• _TO DO_
The entire listing is to be repeated verbatim.

• _DATASET_
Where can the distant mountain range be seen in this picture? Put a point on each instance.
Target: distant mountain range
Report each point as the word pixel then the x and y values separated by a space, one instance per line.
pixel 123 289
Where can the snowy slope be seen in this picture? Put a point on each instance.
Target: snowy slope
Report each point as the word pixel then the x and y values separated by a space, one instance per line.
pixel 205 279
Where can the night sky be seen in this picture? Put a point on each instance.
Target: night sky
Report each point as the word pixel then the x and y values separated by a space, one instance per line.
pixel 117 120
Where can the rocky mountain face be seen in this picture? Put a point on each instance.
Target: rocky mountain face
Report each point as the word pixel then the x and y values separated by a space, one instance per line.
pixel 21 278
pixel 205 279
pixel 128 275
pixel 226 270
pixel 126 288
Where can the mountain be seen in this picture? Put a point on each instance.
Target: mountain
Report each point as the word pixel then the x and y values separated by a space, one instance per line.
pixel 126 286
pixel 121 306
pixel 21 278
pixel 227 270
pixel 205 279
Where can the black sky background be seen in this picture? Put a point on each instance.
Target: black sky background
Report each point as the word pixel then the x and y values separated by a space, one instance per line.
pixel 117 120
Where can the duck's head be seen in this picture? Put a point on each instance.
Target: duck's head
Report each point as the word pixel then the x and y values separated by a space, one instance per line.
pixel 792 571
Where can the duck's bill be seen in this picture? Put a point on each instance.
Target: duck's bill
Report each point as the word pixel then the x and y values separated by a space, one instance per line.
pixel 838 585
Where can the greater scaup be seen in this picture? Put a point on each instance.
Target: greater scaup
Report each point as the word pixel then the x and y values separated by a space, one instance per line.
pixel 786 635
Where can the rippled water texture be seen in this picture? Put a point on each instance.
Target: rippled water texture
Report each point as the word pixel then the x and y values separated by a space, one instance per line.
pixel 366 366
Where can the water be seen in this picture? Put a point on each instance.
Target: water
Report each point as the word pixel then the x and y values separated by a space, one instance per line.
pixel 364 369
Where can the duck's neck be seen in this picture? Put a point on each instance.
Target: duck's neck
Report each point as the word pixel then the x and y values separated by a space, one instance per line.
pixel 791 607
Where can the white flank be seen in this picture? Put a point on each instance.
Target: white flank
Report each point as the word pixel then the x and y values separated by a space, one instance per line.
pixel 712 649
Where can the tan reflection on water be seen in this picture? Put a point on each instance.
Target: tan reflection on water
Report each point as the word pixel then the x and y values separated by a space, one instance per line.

• _COMPLETED TASK_
Where can the distant mountain range be seen in this picture? Put a point on each instance.
Target: distant mountain range
Report each point as the word pixel then the x and y values separated by a space, one instance per line.
pixel 123 289
Where can the snowy slope be seen in this picture? Put a point on each instance.
Target: snowy slope
Report each point as the word pixel then the x and y values separated by a space, one instance per line.
pixel 205 279
Where can the night sky be seen in this picture? Put a point on each instance.
Target: night sky
Report each point as the word pixel then the x and y values separated by a space, one instance per line.
pixel 117 120
Where can the rocky mountain face be seen in this picture? Put a point on each instance.
Target: rocky mountain face
Report each point as the word pixel then the x and y values separated by a space, one instance per line.
pixel 21 278
pixel 205 279
pixel 128 275
pixel 226 270
pixel 126 288
Where can the mountain be seen in this picture? Put a point on each instance.
Target: mountain
Report each point as the word pixel then the x and y values separated by a space, one instance per line.
pixel 126 286
pixel 121 306
pixel 21 278
pixel 227 270
pixel 205 279
Where can the black sky background be seen in this picture? Put a point on each instance.
Target: black sky background
Report each point as the word pixel then the x and y values separated by a space, one instance per line.
pixel 117 120
Where can the duck's head be seen in this picture? Put a point on each instance.
Target: duck's head
Report each point as the word pixel then the x and y values separated by a space, one instance per line.
pixel 792 571
Where can the duck's bill be seen in this picture? Put a point on each instance.
Target: duck's bill
Report each point as the word pixel then the x and y values separated by a space, one instance per line.
pixel 838 585
Where can the greater scaup be seen in this picture? Put a point on each instance.
Target: greater scaup
Report each point as the word pixel then the x and y values separated by a space, one instance per line.
pixel 786 635
Where can the rippled water texture be seen in this picture? Put a point on each instance.
Target: rippled water texture
Report each point as the word pixel then the x and y values separated by a space, one instance per line.
pixel 366 366
Where can the water be seen in this picture? Put a point on each instance.
Target: water
Report each point as the word pixel then the x and y values separated by a space, one instance per line.
pixel 364 369
Where can the duck's neck be seen in this picture? Put a point on each instance.
Target: duck's neck
Report each point as the word pixel then the x and y values separated by a space, one instance per line.
pixel 791 607
Where can the white flank be seen in this picture? Put a point on each instance.
Target: white flank
Report each point as the word pixel then the x and y values separated by a space, one instance per line.
pixel 712 649
Where can the tan reflection on water be seen in this picture? Put a point on each instance.
Target: tan reflection on water
Report each point as the word pixel then the x and y values separated by a space, one instance per line.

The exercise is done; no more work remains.